Task requirements | Copy the records from the line containing "Find the v-neck" through the end of the records, inclusive, keeping every line and increasing each coordinate in the answer points by 146. Leave all other numbers as they are.

Records to use |
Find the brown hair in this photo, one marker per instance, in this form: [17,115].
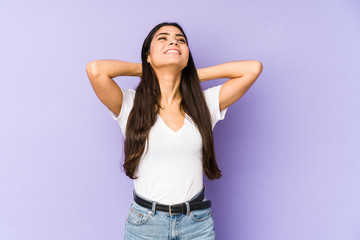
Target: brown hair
[146,107]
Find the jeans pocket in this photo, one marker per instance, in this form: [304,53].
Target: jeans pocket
[138,215]
[200,215]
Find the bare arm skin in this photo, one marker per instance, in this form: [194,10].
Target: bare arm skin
[242,75]
[100,74]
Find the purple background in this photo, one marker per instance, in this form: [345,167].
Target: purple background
[288,149]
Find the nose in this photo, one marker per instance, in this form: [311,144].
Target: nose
[174,41]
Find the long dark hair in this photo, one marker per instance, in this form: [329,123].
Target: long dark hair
[146,107]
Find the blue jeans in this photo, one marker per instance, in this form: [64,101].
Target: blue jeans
[144,223]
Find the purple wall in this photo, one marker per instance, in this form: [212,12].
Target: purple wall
[288,149]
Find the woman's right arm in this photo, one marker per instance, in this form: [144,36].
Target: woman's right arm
[100,74]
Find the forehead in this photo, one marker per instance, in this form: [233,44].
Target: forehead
[168,29]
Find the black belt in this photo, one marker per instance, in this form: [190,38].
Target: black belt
[194,204]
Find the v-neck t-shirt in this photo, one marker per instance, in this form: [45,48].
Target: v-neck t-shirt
[171,171]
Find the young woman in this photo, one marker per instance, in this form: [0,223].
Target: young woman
[167,123]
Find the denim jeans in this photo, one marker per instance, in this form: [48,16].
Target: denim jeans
[144,223]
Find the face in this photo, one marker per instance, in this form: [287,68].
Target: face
[165,39]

Expected output |
Find the v-neck t-shirt in this photo, one marker per instance, in this form: [45,48].
Target: v-neck t-shirt
[317,317]
Find the young woman in this photo, one marker per instance, in this form: [0,223].
Target: young woman
[313,269]
Find the denim jeans in this photo, one marker per instance, in this form: [48,16].
Target: denim jeans
[290,369]
Find the face in this photo, one marker per instance, in this form: [287,68].
Target: face
[311,185]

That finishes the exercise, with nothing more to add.